Extract the whole listing as it stands. Do not include the pictures.

Segment Start: TASK MATERIAL

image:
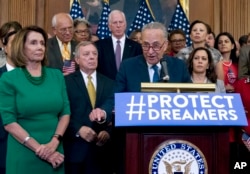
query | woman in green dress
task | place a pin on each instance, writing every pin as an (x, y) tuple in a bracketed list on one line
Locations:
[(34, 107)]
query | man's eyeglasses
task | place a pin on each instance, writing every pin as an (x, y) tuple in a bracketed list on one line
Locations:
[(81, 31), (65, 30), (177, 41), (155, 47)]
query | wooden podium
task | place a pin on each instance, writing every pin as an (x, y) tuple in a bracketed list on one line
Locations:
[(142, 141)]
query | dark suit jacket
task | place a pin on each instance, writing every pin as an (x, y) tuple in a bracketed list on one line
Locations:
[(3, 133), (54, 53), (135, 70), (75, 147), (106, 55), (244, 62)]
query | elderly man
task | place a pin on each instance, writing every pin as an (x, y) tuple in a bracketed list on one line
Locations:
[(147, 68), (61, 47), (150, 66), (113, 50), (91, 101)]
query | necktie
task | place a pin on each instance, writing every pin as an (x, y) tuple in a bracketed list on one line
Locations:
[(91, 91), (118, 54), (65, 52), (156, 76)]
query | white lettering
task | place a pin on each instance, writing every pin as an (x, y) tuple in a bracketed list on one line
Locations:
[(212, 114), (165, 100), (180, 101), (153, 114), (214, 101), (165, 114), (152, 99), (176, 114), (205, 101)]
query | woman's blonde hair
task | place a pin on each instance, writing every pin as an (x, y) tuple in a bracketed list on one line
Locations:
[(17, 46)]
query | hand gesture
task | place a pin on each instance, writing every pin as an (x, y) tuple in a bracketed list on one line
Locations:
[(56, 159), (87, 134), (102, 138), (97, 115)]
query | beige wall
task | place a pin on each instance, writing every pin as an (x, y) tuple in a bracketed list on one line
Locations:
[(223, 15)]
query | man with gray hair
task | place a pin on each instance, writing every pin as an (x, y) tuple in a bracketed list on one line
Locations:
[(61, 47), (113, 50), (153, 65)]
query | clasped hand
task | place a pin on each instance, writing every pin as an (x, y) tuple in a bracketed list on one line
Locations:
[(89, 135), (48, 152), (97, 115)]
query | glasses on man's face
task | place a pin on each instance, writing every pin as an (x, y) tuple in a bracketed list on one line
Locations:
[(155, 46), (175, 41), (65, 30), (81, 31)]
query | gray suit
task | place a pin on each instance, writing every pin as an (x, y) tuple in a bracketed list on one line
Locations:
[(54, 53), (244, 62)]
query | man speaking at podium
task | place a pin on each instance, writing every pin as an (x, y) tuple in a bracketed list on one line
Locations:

Segment End: TASK MATERIAL

== THE COMPLETED TASK ==
image:
query | woman in green dress
task | place a pin on each instance, writing every pin as an (x, y) tuple in a bracketed list on one line
Locations:
[(34, 107)]
query | man's eyeglasses
task | place a pin on each instance, writing every pin as an (x, y) tuple in a bracketed list on one line
Locations:
[(81, 31), (65, 30), (177, 41), (155, 47)]
query | wooden podium
task | place a pin on each instance, writing every pin as an (x, y) tuple in a bracketed list on one line
Locations:
[(142, 141)]
query | dark suit jacket
task | place a pin on each instance, writing every pin as an (x, y) tuple in a bracketed list on one line
Locations:
[(3, 133), (54, 53), (135, 70), (75, 147), (106, 55), (244, 62)]
query | elderly man
task | place a pin on each instance, writing every pin as an (x, y) tuple in a bracketed list on one line
Locations:
[(147, 68), (61, 47), (150, 66), (113, 50), (91, 101)]
query | necktie
task | place a pin on each instance, writing every pin as an (x, y) tuple in a bracketed list on one line
Locations:
[(91, 91), (118, 54), (65, 52), (156, 76)]
query | white lettering
task | place a pin on each instance, writing every pin as an (x, y) tuple in a bracketed list on one line
Locations:
[(212, 114), (165, 100), (180, 101), (153, 114), (214, 101), (165, 114), (152, 99), (176, 114), (205, 101)]
query | woman's blonde hair
task | place a pin on each instance, writing every pin as an (x, y) tuple in a bracketed list on one line
Locations:
[(17, 46)]
query | hand gesture
task | place a pin on each instance, writing every pin as an (x, y) tuple in a bracketed list on one line
Locations:
[(56, 159), (87, 134), (102, 138), (97, 115)]
query | beige wall
task | place a pin on each instance, writing every pin as an (x, y) tuple in a bracketed list on one line
Locations:
[(223, 15)]
query | man with gray hair
task | place a pin on each instance, writing every pin as an (x, y) tuple in a bracketed list on one line
Locations:
[(61, 47), (113, 50), (153, 65)]
query | clasped hand
task | place a pin on each instance, writing every pin as an (x, y) tuple in a bracketed list on one line
Locations:
[(89, 135), (48, 152), (97, 115)]
query | glasses on man's face
task | place a pin on each instance, writing every pin as an (x, y) tuple in a bracketed list on one line
Locations:
[(155, 46), (175, 41), (65, 30), (81, 31)]
query | gray suit
task | place a pin on each instance, writing every pin as an (x, y) tuple in a bracketed list on one line
Locations:
[(54, 53), (244, 62)]
query | man speaking at podium
task | place a pin on each instance, writing every pin as an (x, y) tuple in a bracketed list on one line
Locations:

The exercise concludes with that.